SELECTED EXCERPT:
▼▼▼

Despite his anti-politics, Stephenson apparently realizes that he needs to have some sort of political conflict at the end of the story. Of course, genetics determines politics in this case, and of course the only political conflict he can envision is the Cold War (because its politics were, in many ways, the simplest; other political conflicts are incredibly complicated and often too personal). So you have “Red,” which totally isn’t the Soviet Union but totally has an Iron Curtain around its space habitats and engages in subterfuge in the “Blue” habitats, which totally aren’t NATO even though they are built almost entirely on racial stereotypes of Western Europe and the United States, and of course they have a long-running conflict over vaguely defined problems that are never discussed apart from their existing and the brief war they fought over it.

It’s all distracting nonsense, and its only purpose is to provide a breezy framework on which to hang conflict that he acknowledges exists, but cannot describe. At the end of it I still had no idea why Red and Blue were enemies, why they only fight through propaganda, and why the things they fought about made the choices they did. None of it makes sense.

Oh, and despite an avowed Catholic, and a veiled Muslim woman, no one has any religion or religious beliefs whatsoever, nor do any of the survivors left on earth. Not a single person. It’s technolibertarian paradise.

▲▲▲

According to the excerpt critiquing Stephenson's story, what is the only political conflict he can envision?

Dataset entries
▼▼▼

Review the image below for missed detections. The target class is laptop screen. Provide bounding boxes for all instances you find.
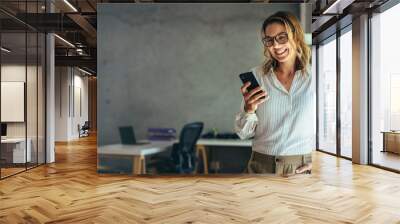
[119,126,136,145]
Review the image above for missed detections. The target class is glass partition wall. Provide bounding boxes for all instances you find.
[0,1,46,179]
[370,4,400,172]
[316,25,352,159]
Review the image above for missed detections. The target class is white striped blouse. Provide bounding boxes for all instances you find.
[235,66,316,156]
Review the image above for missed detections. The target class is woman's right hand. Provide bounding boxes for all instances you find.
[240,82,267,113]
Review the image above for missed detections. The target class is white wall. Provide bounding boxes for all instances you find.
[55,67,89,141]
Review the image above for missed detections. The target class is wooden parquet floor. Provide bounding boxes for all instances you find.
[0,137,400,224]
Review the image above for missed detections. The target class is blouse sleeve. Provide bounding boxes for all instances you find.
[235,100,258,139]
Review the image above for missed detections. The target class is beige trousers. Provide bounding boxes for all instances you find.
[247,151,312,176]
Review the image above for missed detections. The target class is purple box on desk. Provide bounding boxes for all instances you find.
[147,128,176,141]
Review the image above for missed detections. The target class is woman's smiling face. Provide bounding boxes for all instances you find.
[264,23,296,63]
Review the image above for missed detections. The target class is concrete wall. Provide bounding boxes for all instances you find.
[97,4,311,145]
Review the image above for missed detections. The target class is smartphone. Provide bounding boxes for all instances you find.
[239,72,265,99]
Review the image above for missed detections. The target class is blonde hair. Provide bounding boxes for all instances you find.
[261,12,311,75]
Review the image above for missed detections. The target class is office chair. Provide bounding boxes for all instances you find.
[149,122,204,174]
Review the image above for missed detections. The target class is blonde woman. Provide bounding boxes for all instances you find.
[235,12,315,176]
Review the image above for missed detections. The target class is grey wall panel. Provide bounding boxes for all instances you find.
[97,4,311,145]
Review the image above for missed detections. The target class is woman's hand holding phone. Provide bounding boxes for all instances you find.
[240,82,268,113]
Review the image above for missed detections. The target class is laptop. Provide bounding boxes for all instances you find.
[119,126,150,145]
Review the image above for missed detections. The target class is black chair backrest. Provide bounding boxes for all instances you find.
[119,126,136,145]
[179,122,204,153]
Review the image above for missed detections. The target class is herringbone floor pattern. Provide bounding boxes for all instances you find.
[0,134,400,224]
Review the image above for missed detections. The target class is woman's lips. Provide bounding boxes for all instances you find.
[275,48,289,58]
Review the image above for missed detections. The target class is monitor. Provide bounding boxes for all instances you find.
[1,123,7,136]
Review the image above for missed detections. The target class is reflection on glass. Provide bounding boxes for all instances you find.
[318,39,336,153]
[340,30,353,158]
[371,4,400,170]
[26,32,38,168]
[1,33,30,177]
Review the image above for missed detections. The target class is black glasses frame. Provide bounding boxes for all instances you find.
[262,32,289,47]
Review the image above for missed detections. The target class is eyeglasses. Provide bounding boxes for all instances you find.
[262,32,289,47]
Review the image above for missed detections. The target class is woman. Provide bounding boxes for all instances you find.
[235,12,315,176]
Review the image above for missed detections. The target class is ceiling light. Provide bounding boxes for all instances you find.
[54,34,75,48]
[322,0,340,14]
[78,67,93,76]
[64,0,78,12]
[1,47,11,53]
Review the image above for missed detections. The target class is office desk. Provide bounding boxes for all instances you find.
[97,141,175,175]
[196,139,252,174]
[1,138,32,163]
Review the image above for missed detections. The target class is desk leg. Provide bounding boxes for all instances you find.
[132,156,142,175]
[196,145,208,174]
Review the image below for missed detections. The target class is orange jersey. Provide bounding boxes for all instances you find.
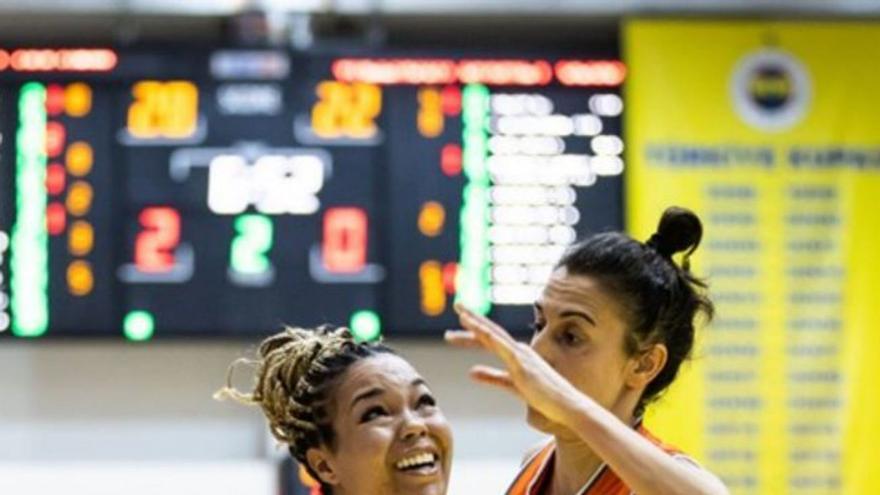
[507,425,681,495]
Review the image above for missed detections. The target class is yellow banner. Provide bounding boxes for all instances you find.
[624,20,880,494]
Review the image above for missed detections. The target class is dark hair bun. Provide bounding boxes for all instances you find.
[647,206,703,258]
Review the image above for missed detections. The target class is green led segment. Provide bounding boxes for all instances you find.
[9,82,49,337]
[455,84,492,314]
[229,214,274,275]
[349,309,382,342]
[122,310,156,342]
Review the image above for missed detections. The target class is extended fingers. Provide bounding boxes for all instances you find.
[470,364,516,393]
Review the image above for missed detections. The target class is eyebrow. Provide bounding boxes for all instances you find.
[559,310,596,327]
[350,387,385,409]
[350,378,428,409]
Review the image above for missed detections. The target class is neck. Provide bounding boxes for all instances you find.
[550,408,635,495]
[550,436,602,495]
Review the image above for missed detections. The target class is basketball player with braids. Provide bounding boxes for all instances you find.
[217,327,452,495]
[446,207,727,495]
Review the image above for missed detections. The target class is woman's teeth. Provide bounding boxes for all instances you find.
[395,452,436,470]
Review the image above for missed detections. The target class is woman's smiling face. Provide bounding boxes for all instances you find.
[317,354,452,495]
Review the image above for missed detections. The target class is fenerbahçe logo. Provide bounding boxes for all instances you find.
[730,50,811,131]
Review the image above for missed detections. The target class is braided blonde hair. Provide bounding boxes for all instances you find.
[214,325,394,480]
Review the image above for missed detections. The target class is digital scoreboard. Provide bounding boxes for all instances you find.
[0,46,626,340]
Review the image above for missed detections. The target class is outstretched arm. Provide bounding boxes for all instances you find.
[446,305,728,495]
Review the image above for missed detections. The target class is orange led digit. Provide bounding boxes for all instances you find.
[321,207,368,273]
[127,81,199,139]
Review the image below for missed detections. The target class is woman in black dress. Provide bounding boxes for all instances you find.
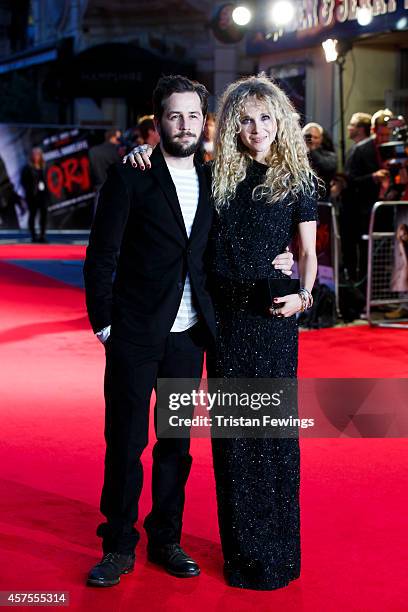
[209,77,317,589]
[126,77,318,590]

▲▲▲
▼▼▼

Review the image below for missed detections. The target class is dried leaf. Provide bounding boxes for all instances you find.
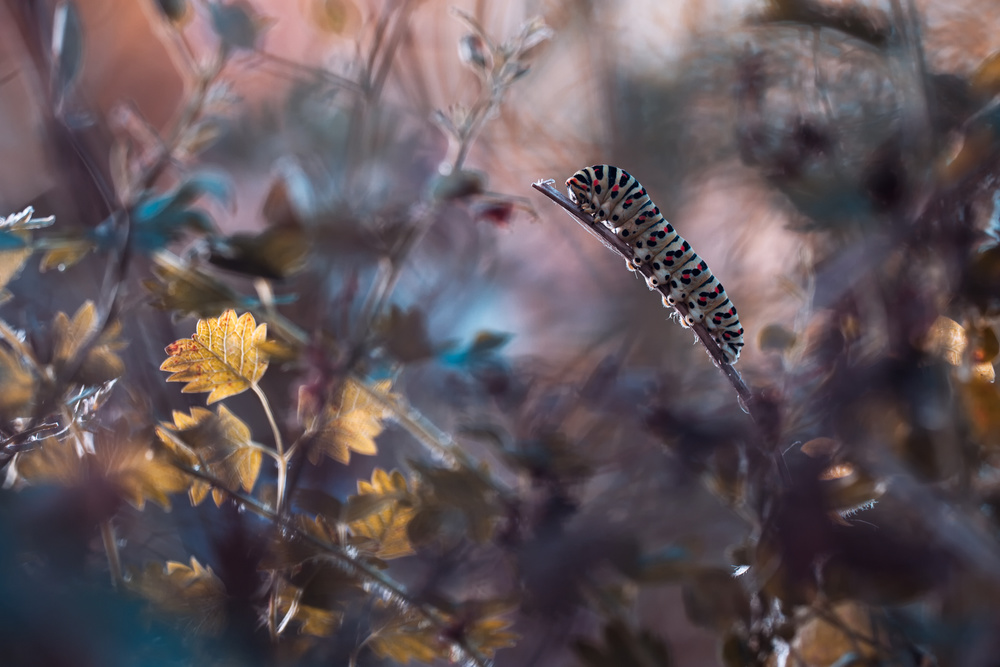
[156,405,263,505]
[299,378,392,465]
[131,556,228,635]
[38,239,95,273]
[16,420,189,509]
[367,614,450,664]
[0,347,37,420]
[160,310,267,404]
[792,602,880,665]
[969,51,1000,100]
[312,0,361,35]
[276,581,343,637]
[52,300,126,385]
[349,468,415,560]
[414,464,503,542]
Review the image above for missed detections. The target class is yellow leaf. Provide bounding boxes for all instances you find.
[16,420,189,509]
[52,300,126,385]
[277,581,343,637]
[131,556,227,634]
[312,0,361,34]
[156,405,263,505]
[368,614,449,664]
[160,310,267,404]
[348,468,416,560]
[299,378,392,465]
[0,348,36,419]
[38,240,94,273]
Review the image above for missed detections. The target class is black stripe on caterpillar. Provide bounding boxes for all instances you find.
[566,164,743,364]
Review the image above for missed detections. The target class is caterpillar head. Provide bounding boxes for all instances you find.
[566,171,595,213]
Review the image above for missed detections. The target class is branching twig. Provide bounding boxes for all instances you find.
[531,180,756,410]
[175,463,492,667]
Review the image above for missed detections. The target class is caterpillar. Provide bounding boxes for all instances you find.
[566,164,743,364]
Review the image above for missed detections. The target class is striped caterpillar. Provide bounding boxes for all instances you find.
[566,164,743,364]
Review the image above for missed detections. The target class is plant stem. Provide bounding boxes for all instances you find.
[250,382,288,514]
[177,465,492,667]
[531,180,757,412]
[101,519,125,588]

▲▲▲

ANSWER SECTION: The Cold War.